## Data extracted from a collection
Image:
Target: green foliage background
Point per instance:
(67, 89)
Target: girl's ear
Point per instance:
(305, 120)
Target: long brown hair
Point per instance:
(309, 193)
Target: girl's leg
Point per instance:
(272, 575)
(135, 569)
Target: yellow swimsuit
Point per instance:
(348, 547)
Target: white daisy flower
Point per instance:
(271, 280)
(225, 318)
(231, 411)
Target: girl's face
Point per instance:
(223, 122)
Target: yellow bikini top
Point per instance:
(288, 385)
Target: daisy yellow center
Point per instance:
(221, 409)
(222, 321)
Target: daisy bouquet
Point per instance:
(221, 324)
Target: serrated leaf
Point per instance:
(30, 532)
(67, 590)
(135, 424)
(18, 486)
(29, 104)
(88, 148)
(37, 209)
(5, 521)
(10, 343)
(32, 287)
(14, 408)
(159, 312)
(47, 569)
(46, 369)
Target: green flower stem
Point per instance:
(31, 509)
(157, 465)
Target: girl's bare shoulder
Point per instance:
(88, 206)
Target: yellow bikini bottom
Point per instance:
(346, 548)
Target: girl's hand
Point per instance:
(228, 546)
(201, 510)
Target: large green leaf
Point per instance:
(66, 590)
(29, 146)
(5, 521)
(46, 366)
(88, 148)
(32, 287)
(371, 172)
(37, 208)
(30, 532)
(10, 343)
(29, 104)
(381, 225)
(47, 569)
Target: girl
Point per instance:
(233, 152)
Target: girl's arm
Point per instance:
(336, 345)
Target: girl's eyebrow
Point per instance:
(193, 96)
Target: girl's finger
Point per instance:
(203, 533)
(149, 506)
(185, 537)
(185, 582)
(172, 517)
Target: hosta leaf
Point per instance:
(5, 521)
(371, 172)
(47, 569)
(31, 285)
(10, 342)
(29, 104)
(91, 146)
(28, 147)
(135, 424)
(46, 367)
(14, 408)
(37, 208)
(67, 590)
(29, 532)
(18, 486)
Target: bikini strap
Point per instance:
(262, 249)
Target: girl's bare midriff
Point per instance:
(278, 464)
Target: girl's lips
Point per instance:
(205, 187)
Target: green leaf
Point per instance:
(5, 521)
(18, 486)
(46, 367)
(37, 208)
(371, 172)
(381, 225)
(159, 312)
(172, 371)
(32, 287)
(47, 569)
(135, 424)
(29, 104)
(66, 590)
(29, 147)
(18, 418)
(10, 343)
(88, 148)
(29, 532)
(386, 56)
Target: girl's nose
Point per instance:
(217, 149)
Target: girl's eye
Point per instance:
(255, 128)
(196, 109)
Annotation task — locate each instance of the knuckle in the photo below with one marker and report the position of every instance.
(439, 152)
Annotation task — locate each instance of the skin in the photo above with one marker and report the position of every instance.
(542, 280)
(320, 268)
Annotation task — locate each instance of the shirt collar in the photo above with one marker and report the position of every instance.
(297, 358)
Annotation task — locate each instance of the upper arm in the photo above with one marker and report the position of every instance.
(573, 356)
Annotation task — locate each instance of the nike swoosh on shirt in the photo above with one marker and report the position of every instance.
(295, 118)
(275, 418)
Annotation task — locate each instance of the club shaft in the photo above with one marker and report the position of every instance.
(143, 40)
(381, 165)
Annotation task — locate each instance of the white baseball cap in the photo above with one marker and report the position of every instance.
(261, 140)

## HOW TO COMPLETE THIS TASK
Transcribe the data above in full, exactly.

## RESPONSE BELOW
Image:
Target: green foliage background
Point per instance:
(67, 89)
Target: girl's ear
Point per instance:
(305, 120)
Target: long brown hair
Point per instance:
(309, 193)
Target: girl's leg
Point per instance:
(272, 575)
(135, 569)
Target: yellow swimsuit
Point per instance:
(348, 547)
Target: white daisy flower
Point per instance:
(271, 280)
(225, 318)
(231, 411)
Target: girl's face
Point per instance:
(223, 122)
Target: yellow bikini top
Point per instance:
(288, 385)
Target: daisy yellow center
Point per instance:
(221, 409)
(222, 321)
Target: daisy bouquet
Point per instance:
(221, 324)
Target: serrated leaf
Point per instance:
(30, 532)
(67, 590)
(135, 424)
(18, 486)
(29, 104)
(88, 148)
(37, 209)
(5, 521)
(10, 343)
(32, 287)
(14, 408)
(159, 312)
(47, 569)
(46, 369)
Target: green flower stem
Point per instance:
(31, 509)
(157, 465)
Target: girl's bare shoulder
Point per instance:
(88, 206)
Target: yellow bikini bottom
Point per instance:
(346, 548)
Target: girl's hand
Point per instance:
(228, 546)
(201, 510)
Target: large green leaf
Point per instance:
(66, 590)
(29, 146)
(5, 521)
(46, 366)
(88, 148)
(32, 287)
(371, 172)
(37, 208)
(30, 532)
(10, 343)
(29, 104)
(381, 225)
(47, 569)
Target: girl
Point per instance:
(233, 152)
Target: girl's arm
Point per instance:
(336, 345)
Target: girl's eyebrow
Point per instance:
(193, 96)
Target: girl's finger
Point per instance:
(203, 533)
(149, 506)
(185, 537)
(185, 582)
(172, 517)
Target: hosta leaf
Point per instance:
(5, 521)
(371, 172)
(47, 569)
(31, 285)
(10, 342)
(29, 104)
(91, 146)
(28, 147)
(135, 424)
(46, 367)
(14, 408)
(37, 208)
(67, 590)
(29, 532)
(18, 486)
Target: bikini strap
Point per instance:
(262, 249)
Target: girl's bare midriff
Point per instance:
(278, 464)
Target: girl's lips
Point per instance:
(205, 187)
Target: green leaf
Point per instance:
(5, 521)
(18, 486)
(46, 367)
(37, 208)
(371, 172)
(381, 225)
(159, 312)
(172, 371)
(32, 287)
(47, 569)
(135, 424)
(29, 104)
(66, 590)
(29, 147)
(18, 418)
(10, 343)
(88, 148)
(29, 532)
(386, 56)
Target: girl's nose
Point per instance:
(217, 149)
Target: girl's eye
Point per instance:
(255, 128)
(196, 109)
Annotation task — locate each instance of the knuckle in the photo below with one marker and report the position of every instance.
(439, 152)
Annotation task — locate each instance of the skin in the photo above with one marker and report the position of every instance.
(542, 280)
(320, 268)
Annotation task — locate each instance of the shirt collar in the photo above with one marker and report the position of every instance.
(297, 358)
Annotation task — locate each instance of the upper arm in the photo above with one marker and report the position of every instance.
(573, 356)
Annotation task — locate each instance of the nike swoosh on shirt in the photo above with one marker and report the position of every instance.
(295, 118)
(275, 418)
Annotation task — locate each instance of the club shaft in the photo above with one marker and report the position of every instance.
(143, 40)
(381, 165)
Annotation task — locate each instance of the white baseball cap in the photo above with one marker and report the position of every instance.
(261, 140)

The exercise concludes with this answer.